[Point-per-instance localization data]
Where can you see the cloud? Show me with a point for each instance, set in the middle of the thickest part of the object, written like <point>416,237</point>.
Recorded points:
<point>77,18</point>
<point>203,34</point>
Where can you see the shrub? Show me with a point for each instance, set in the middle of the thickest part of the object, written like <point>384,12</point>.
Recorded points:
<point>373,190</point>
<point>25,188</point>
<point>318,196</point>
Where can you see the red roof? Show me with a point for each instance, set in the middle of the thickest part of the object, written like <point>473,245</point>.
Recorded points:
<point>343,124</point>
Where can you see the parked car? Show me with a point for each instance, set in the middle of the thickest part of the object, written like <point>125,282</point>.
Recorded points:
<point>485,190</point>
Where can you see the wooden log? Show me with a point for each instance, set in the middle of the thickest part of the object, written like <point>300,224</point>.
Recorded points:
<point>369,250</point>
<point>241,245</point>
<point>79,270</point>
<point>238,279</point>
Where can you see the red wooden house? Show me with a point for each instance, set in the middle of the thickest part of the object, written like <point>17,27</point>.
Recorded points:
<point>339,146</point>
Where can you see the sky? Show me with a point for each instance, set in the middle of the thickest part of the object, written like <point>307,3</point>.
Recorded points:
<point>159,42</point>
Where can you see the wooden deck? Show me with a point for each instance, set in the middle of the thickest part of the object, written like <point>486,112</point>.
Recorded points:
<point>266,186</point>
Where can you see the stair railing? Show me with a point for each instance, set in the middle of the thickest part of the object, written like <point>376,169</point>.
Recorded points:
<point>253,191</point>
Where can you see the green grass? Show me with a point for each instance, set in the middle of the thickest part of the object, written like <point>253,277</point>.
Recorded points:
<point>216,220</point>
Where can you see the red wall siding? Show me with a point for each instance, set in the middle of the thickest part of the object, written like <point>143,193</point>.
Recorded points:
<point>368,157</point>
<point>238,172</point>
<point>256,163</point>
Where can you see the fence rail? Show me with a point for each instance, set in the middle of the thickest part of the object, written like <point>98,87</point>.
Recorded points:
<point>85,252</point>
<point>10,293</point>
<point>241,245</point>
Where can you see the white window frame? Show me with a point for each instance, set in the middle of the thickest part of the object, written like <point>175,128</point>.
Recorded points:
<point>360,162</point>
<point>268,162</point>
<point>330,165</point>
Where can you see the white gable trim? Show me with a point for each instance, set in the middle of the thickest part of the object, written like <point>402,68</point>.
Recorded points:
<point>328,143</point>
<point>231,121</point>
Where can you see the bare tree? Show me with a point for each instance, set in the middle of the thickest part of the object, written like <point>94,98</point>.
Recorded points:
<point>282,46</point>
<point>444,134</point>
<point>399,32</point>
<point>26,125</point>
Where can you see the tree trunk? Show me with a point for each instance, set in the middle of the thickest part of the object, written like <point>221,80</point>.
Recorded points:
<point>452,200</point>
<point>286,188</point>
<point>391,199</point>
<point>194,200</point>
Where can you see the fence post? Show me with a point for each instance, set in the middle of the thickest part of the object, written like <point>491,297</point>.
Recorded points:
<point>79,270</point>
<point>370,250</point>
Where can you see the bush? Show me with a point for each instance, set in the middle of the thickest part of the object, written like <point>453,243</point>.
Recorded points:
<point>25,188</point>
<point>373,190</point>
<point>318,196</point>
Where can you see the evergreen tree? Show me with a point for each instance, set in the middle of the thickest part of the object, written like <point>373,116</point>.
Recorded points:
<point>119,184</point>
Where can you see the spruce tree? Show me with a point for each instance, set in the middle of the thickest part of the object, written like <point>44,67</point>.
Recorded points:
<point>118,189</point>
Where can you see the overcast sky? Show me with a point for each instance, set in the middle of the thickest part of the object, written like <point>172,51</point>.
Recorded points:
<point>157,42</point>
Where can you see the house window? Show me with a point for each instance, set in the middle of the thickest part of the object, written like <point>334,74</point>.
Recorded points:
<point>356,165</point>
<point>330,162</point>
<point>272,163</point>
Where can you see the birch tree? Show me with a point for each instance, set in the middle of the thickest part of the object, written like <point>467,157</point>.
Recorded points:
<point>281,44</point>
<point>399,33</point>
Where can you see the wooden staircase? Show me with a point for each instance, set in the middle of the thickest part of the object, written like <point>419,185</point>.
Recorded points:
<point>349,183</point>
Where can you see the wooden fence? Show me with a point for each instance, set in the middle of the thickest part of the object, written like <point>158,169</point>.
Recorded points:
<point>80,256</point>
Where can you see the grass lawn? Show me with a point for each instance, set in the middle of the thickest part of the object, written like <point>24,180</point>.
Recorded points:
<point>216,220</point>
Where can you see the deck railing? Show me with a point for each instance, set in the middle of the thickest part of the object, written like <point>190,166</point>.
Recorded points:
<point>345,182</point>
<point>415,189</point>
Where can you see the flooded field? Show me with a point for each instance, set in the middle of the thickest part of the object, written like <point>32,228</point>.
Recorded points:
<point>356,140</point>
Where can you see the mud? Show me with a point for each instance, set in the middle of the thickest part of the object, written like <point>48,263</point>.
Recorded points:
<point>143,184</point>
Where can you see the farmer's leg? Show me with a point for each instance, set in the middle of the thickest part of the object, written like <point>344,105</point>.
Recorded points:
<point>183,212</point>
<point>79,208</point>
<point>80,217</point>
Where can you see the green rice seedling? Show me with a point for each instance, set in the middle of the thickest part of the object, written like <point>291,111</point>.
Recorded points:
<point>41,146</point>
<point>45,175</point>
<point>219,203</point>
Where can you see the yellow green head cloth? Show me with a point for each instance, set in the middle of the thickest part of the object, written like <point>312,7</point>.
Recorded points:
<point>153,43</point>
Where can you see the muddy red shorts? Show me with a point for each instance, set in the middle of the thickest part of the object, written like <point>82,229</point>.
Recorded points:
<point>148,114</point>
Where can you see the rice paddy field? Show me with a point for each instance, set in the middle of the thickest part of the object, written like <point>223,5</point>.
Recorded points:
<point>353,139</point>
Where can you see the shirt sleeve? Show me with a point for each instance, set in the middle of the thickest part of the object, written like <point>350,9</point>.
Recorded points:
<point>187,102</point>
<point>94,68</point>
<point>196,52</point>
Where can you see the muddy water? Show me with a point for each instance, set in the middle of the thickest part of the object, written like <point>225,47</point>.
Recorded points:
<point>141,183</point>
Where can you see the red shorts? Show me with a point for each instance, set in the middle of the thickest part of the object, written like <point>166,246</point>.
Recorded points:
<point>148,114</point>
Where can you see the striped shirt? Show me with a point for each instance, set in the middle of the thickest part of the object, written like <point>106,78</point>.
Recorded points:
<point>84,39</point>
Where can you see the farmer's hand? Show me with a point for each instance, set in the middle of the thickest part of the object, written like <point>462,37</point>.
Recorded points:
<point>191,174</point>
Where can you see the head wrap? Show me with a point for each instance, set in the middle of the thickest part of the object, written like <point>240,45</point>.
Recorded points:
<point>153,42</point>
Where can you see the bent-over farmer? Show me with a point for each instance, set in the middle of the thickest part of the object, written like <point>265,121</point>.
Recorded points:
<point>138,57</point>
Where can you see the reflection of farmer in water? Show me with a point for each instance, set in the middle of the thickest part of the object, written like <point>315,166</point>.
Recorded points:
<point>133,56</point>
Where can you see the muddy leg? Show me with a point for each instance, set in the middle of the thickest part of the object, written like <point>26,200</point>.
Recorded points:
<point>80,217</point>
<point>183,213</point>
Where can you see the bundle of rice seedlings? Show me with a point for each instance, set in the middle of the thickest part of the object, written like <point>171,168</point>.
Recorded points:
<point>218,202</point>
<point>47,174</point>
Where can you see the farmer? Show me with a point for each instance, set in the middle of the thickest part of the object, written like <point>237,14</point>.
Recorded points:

What this task involves: This exercise calls for every record to be restated word for word.

Solved exercise:
Where can you see the cloud? Show me with a point for each instance, set in the middle of the thickest part of the object, written like <point>416,237</point>.
Recorded points:
<point>77,18</point>
<point>203,34</point>
Where can you see the shrub? Show me with a point for each instance, set in the middle of the thickest part of the object, written like <point>384,12</point>.
Recorded points:
<point>373,190</point>
<point>25,188</point>
<point>318,196</point>
Where can you see the red roof? Show me with a point for each instance, set in the middle of the thickest part of the object, written like <point>473,245</point>.
Recorded points:
<point>343,124</point>
Where can you see the parked car? Show me with a point for each instance, set in the middle of the thickest part of the object, written like <point>125,282</point>.
Recorded points:
<point>485,190</point>
Where can you see the wooden log? Show me with a point for each instance, set in the middle of the thickest part of the object, written like <point>300,224</point>.
Recorded points:
<point>369,250</point>
<point>241,245</point>
<point>79,270</point>
<point>238,279</point>
Where can you see the red wooden house? Show me with a point for each instance, set in the middle of the thickest part of the object, written like <point>17,27</point>.
Recorded points:
<point>339,146</point>
Where can you see the sky? Show me with a point for each instance, set in the middle of the thickest part of the object, written like <point>307,3</point>.
Recorded points:
<point>159,42</point>
Where can you see the wooden deck? Show me with a point for each instance, set in the middle of the thickest part of the object, written like <point>486,112</point>.
Recorded points:
<point>266,186</point>
Where can you see the stair railing? Show me with a point for each instance, set in the middle of the thickest part of the object, written like <point>376,169</point>.
Recorded points:
<point>253,191</point>
Where can you see the green grass? Show me with a point for each instance, set in the middle of the thickest part of the object, written like <point>253,277</point>.
Recorded points:
<point>216,220</point>
Where can you see the red wall siding? Show me with a point for each instance, set in the middle of the thickest part of the object, written like <point>143,193</point>.
Recorded points:
<point>368,157</point>
<point>238,172</point>
<point>256,163</point>
Where can you see the fence rail? Show me with a point for each instance, set in the middle of the thickest part of the object, written like <point>98,87</point>.
Recorded points:
<point>85,252</point>
<point>10,293</point>
<point>241,245</point>
Where can you see the white window frame? Show me with a point for each instance, set in the middle of the thickest part of the object, written like <point>175,128</point>.
Recorded points:
<point>360,162</point>
<point>268,162</point>
<point>330,165</point>
Where can you see the white gable trim? Show me with a point for each instance, set in the middle of the thickest part of the object, written like <point>402,68</point>.
Recorded points:
<point>328,143</point>
<point>231,121</point>
Where can you see the bare tree? Show me with a point for each instance, set in the middle of the thickest part of the object, written like <point>94,98</point>.
Recorded points:
<point>282,46</point>
<point>444,134</point>
<point>399,32</point>
<point>26,125</point>
Where can you see the tree trunk? Show me with a point for each instance, set in the middle of the thickest part of the object, written like <point>221,80</point>.
Recorded points:
<point>452,200</point>
<point>286,188</point>
<point>391,199</point>
<point>194,200</point>
Where can you see the fence post? Show me with a point for each instance, set in the middle of the thickest part of the object, written like <point>491,297</point>.
Recorded points:
<point>79,270</point>
<point>370,250</point>
Where can you see the bush? Show me with a point for each instance, set in the middle of the thickest part of the object, written like <point>453,243</point>.
Recorded points:
<point>25,188</point>
<point>373,190</point>
<point>318,196</point>
Where can you see the evergreen tree? Show me with a point for each instance, set in the middle of the thickest part of the object, written like <point>373,116</point>.
Recorded points:
<point>119,184</point>
Where can you see the spruce tree? Show me with a point for each instance, set in the middle of the thickest part of the object, written like <point>44,67</point>.
Recorded points:
<point>118,189</point>
Where can you see the overcast sky? Show me with a point for each instance, set in the middle of the thickest part of the object, written like <point>172,51</point>.
Recorded points:
<point>157,42</point>
Where can you see the house window? Show me with a point for each instance, set in the middle of the thickest part of the object, written like <point>334,74</point>.
Recorded points:
<point>356,165</point>
<point>330,162</point>
<point>272,163</point>
Where can you see the birch tree? Show me with a point for each instance, set in the middle of the thickest part of the object, written like <point>467,157</point>.
Recorded points:
<point>281,44</point>
<point>399,33</point>
Where can you see the wooden staircase? Show me with a point for each instance, set in the middle of the thickest part of the object, written like <point>419,185</point>.
Recorded points:
<point>349,183</point>
Where can you see the wooden fence? Show me with a point for each instance, set in the middle of the thickest part of the object, written like <point>158,169</point>.
Recorded points:
<point>80,256</point>
Where can you see the grass lawn? Show me with a point for each instance, set in the middle of the thickest part of the object, written like <point>24,180</point>.
Recorded points:
<point>216,220</point>
Where can you see the deck railing? Show me with a point for each instance, set in the middle of the thickest part of the object, written like <point>190,166</point>.
Recorded points:
<point>345,182</point>
<point>415,189</point>
Where can you see the flooded field? Show me with a point for each instance, set in the middle of the thickest part of the object, written like <point>32,228</point>.
Recorded points:
<point>356,140</point>
Where can you see the mud? Show me with a point for each instance, set in the middle of the thickest part of the object, written like <point>48,263</point>.
Recorded points:
<point>143,184</point>
Where can you see the farmer's leg? Show me with a point for each instance, set in the middle of the thickest part of the object, written like <point>344,105</point>.
Recorded points:
<point>183,212</point>
<point>79,208</point>
<point>80,217</point>
Where can you see the green rice seedling? Show me with a point for each instance, set in the middle of the thickest part of the object, written like <point>291,111</point>.
Recorded points:
<point>41,146</point>
<point>45,175</point>
<point>219,203</point>
Where can you see the yellow green head cloth? Show me with a point for each instance, set in the middle of the thickest part of the object, written like <point>312,7</point>.
Recorded points:
<point>153,43</point>
Where can you see the muddy red shorts? Show me with a point for each instance, set in the middle of the thickest part of the object, written like <point>82,229</point>.
Recorded points:
<point>148,114</point>
Where can you see the rice paddy field? Show me with a point for each instance, set in the middle of the thickest part of the object, written like <point>223,5</point>.
Recorded points:
<point>353,139</point>
Where can you see the shirt sleeve? Show me with a point for each instance, set in the middle of the thickest part of the object, written like <point>350,9</point>.
Recorded points:
<point>187,102</point>
<point>94,68</point>
<point>196,52</point>
Where can you see the muddy water? Show me with a point for each instance, set in the middle of the thickest part of the object, written like <point>225,47</point>.
Recorded points:
<point>141,183</point>
Where can you see the red shorts? Show me with a point for each instance, set in the middle of the thickest part of the object, written like <point>166,246</point>.
Recorded points:
<point>148,114</point>
Where can you see the striped shirt? Show me with a point for each instance, set in the middle of the thickest part of the object, written like <point>106,78</point>.
Recorded points:
<point>84,39</point>
Where can you see the farmer's hand? Show me with a point for each instance, set in the middle of the thickest part of the object, written like <point>462,37</point>.
Recorded points:
<point>191,174</point>
Where can you see the head wrap? Show me with a point for each instance, set in the middle of the thickest part of the object, written like <point>240,45</point>.
Recorded points:
<point>153,42</point>
Where can you see the bent-over farmer? Show me with a point for each instance, set in the middle of the thickest part of the object, written like <point>265,121</point>.
Recorded points:
<point>138,57</point>
Where can you see the reflection of farmer in water? Show me with a point for each instance, set in the middle of the thickest part of the object, written like <point>315,166</point>.
Recorded points:
<point>133,56</point>
Where can you see the muddy leg? Show me with a point for each instance, set in the middle of the thickest part of the object, written like <point>26,200</point>.
Recorded points:
<point>80,217</point>
<point>183,213</point>
Where can you see the bundle of rice seedlings? Show me with a point for each instance, set in the middle of the thickest part of the object, written like <point>171,168</point>.
Recorded points:
<point>218,202</point>
<point>47,174</point>
Where can you see the farmer? Show me with a point for each instance, set in the middle of the thickest part of the object, written like <point>237,14</point>.
Recorded points:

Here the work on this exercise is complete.